ROWS
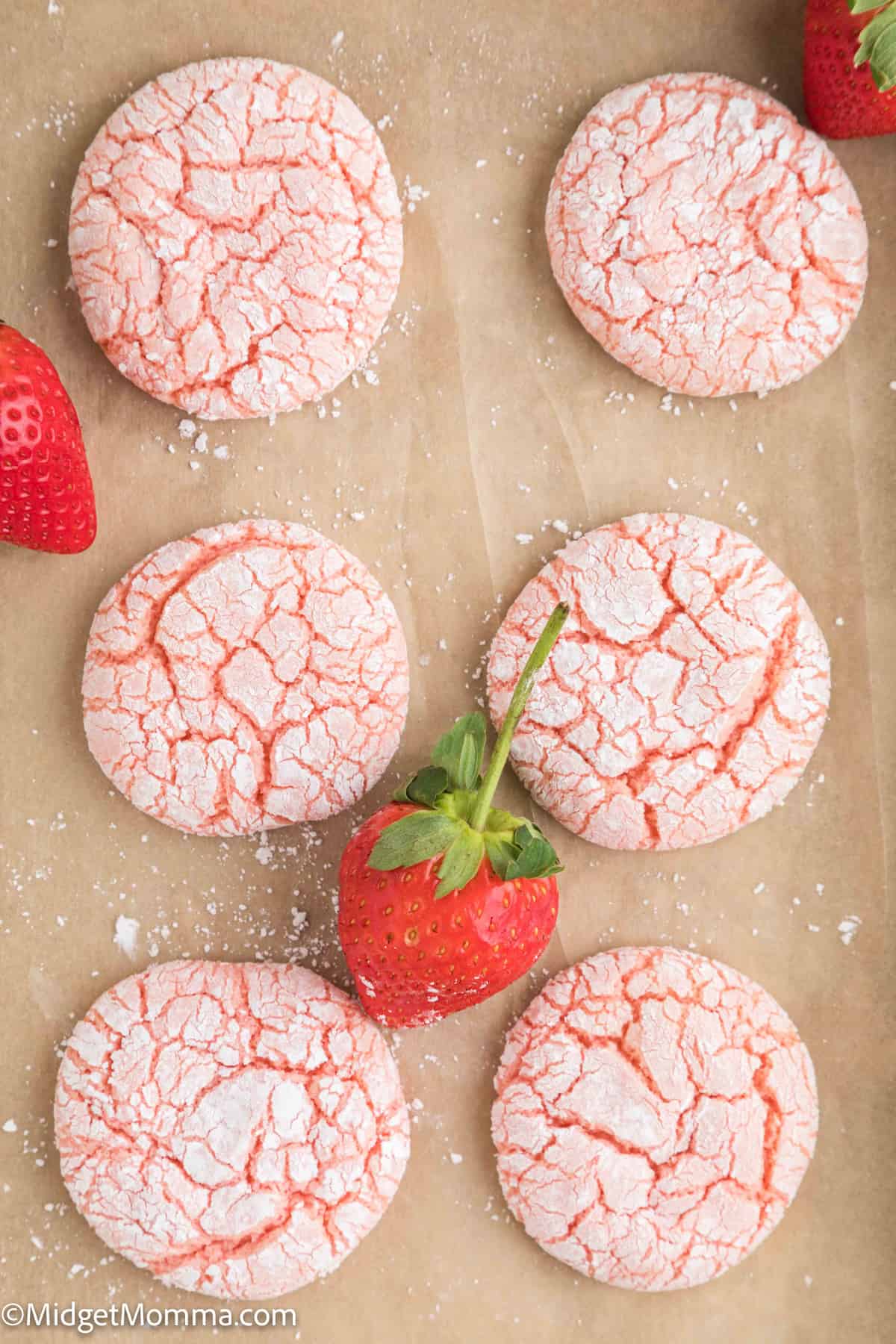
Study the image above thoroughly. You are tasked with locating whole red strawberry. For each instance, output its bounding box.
[0,323,97,555]
[803,0,896,140]
[338,605,568,1027]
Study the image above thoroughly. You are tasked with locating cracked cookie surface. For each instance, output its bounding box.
[69,57,402,420]
[545,74,868,396]
[488,514,830,850]
[82,519,408,836]
[55,961,410,1298]
[491,948,818,1290]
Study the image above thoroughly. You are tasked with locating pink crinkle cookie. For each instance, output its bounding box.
[55,961,410,1298]
[488,514,830,850]
[491,948,818,1292]
[69,57,402,420]
[82,519,408,836]
[547,74,868,396]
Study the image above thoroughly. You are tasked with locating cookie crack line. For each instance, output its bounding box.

SHORT TASK
Quote the material word for word, dropping any images it holds.

THE REPLY
Study the image above thoroughly. You are tasked with locating whole red strawberry. For each instance, output its bounding box.
[0,323,97,555]
[803,0,896,140]
[338,605,568,1027]
Study the image above thoroughly. You are tasked with locating cracked cookie surface. For each instance, output its bounding box.
[69,57,402,420]
[545,74,868,396]
[488,514,830,850]
[82,519,408,836]
[55,961,410,1298]
[491,948,818,1290]
Study the image above thoroughly. You are tasked with locating pink crinkle cookie. For each instance, output its bounding box.
[55,961,410,1298]
[488,514,830,850]
[491,948,818,1292]
[69,57,402,420]
[82,519,408,836]
[547,74,868,396]
Study the image above thoroughly. You are tasked with locating cookie crack line. For each instance, output its bounding box.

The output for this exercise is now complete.